[Stored records]
'''
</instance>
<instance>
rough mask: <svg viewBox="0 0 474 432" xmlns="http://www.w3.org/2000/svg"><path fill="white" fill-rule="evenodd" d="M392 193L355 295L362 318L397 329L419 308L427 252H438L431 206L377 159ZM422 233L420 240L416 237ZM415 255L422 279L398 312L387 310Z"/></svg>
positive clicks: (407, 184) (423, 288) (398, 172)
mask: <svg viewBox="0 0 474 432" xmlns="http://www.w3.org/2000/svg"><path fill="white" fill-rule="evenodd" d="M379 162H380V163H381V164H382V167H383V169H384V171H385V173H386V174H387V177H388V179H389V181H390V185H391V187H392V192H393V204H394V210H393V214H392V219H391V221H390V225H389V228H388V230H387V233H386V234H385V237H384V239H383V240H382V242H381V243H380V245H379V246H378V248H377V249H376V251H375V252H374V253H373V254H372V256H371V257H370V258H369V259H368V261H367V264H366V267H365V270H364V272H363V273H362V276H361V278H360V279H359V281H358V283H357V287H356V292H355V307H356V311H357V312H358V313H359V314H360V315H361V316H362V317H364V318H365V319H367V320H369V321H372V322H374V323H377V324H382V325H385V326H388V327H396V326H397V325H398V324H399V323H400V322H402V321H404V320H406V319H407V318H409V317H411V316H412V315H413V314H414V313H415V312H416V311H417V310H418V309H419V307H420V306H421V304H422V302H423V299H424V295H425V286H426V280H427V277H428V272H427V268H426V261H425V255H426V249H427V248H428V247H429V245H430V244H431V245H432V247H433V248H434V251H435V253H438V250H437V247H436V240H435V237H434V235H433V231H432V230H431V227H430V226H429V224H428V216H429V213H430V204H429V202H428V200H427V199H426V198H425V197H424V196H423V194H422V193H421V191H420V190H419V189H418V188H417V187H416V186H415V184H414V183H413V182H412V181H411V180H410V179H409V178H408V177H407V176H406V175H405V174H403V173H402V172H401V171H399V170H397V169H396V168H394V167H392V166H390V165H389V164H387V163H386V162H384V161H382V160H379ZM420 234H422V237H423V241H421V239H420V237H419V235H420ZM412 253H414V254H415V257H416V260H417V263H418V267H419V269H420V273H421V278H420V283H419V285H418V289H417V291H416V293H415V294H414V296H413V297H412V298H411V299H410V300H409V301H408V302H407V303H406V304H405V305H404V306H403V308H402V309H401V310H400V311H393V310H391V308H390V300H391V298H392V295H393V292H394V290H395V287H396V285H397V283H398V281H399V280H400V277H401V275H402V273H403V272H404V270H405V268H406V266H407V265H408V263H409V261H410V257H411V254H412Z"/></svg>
'''
'''
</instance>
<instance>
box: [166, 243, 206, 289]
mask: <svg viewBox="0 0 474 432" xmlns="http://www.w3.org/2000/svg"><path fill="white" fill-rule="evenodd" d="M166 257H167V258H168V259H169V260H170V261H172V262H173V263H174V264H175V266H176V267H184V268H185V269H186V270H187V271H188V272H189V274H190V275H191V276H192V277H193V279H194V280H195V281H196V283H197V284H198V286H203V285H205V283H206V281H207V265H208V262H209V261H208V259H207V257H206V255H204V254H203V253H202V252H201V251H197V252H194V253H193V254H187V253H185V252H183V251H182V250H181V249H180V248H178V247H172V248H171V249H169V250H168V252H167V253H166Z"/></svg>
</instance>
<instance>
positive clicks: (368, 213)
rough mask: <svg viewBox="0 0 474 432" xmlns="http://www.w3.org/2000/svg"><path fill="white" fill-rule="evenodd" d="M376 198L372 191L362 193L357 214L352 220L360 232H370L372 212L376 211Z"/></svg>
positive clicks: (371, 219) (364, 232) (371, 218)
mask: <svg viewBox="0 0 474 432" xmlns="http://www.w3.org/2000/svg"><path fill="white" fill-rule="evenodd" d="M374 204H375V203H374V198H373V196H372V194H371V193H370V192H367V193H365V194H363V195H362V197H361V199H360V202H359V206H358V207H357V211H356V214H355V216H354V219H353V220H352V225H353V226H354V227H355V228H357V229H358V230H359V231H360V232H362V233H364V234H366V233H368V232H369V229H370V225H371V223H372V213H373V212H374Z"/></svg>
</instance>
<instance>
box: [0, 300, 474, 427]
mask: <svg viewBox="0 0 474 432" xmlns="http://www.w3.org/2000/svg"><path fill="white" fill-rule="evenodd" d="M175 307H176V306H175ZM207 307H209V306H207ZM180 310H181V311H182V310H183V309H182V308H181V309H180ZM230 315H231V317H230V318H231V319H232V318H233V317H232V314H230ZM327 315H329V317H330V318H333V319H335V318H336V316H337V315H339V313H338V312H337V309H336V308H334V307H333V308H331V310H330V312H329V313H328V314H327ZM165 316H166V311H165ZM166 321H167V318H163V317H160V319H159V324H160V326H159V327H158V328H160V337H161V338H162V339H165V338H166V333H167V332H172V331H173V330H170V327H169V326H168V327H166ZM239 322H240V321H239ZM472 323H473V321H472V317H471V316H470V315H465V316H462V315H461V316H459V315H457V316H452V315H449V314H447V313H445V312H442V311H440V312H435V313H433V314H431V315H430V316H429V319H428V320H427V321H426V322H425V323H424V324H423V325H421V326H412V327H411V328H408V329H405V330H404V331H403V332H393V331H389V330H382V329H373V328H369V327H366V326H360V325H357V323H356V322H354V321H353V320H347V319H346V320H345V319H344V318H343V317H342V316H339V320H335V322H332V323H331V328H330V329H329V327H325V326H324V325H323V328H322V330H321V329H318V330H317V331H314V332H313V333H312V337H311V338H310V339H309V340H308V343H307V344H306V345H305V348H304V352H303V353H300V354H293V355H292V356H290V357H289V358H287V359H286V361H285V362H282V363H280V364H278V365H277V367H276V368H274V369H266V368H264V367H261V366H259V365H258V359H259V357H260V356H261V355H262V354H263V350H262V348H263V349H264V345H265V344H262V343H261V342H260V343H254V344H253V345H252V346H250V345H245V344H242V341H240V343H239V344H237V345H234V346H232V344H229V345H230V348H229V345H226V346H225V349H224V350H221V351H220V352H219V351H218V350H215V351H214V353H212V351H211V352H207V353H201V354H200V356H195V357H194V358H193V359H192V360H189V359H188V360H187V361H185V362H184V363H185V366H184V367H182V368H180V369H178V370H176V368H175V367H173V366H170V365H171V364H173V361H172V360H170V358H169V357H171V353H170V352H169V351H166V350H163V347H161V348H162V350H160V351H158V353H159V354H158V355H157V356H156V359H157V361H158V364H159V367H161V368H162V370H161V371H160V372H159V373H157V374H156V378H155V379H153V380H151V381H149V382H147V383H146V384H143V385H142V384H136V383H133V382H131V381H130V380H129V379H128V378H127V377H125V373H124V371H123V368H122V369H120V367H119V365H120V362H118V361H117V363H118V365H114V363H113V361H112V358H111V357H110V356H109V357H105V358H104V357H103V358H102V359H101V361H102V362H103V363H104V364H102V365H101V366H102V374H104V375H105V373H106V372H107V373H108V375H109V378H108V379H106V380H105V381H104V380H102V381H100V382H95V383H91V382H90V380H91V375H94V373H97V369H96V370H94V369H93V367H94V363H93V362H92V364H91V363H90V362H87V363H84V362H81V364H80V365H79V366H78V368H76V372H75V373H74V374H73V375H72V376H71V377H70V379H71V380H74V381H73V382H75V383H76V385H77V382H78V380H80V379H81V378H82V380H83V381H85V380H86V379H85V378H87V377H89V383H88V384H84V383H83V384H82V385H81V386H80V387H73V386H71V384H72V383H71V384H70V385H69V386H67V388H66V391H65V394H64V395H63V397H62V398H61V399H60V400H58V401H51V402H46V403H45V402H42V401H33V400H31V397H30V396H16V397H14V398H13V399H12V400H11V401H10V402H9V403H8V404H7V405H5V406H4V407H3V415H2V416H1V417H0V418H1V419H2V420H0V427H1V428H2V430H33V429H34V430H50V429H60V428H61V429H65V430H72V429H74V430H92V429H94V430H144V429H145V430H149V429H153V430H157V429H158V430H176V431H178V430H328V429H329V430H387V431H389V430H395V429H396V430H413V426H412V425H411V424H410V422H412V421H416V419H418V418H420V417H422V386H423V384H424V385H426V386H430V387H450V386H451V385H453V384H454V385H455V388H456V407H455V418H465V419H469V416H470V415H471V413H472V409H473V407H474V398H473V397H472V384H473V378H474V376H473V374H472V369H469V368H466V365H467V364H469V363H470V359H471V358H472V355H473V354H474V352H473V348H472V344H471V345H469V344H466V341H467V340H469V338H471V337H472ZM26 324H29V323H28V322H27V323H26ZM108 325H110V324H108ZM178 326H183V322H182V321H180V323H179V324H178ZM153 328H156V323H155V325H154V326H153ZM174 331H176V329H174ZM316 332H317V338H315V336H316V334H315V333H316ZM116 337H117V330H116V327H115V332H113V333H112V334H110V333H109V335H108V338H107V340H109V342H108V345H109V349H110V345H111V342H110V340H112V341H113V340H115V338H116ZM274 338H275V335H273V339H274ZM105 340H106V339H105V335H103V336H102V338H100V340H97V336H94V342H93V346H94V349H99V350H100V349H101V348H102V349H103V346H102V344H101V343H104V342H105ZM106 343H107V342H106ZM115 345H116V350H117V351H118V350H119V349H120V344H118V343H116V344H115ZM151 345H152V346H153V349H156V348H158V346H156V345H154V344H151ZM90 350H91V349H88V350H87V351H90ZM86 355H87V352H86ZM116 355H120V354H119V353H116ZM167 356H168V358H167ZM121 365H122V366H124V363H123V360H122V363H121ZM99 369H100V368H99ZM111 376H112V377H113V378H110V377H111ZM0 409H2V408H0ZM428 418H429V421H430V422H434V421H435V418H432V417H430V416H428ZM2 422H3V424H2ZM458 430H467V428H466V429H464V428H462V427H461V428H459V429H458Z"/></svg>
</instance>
'''
'''
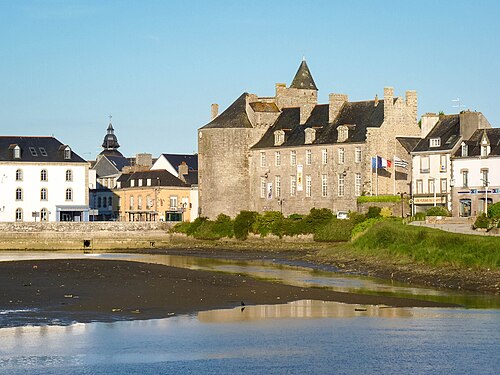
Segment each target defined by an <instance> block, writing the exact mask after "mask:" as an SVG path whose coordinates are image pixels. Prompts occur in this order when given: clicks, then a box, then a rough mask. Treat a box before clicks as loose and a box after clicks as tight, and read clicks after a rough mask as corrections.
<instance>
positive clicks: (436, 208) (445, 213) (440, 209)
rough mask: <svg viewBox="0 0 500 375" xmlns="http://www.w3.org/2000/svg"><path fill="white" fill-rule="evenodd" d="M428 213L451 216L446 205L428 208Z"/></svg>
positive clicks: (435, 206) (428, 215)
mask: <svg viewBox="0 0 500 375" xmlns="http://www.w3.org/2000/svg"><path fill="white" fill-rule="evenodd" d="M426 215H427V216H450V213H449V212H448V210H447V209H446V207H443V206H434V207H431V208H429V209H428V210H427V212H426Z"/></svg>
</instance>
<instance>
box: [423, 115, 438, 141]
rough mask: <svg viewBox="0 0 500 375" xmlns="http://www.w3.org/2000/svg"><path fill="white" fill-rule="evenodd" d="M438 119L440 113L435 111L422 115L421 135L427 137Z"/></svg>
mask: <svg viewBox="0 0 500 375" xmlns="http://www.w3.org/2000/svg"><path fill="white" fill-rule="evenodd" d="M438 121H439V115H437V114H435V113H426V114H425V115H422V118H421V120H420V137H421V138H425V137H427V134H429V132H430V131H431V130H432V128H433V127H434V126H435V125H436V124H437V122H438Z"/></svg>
'''
#### [What you have to do]
Print, without alteration, only the lines above between the one holding "positive clicks: (368, 213)" and the one holding "198L372 191L362 193L357", inclusive.

#### [Written solution]
positive clicks: (368, 213)
rough mask: <svg viewBox="0 0 474 432" xmlns="http://www.w3.org/2000/svg"><path fill="white" fill-rule="evenodd" d="M376 198L372 191L362 193L357 214L352 220L360 232H370L372 212L376 211Z"/></svg>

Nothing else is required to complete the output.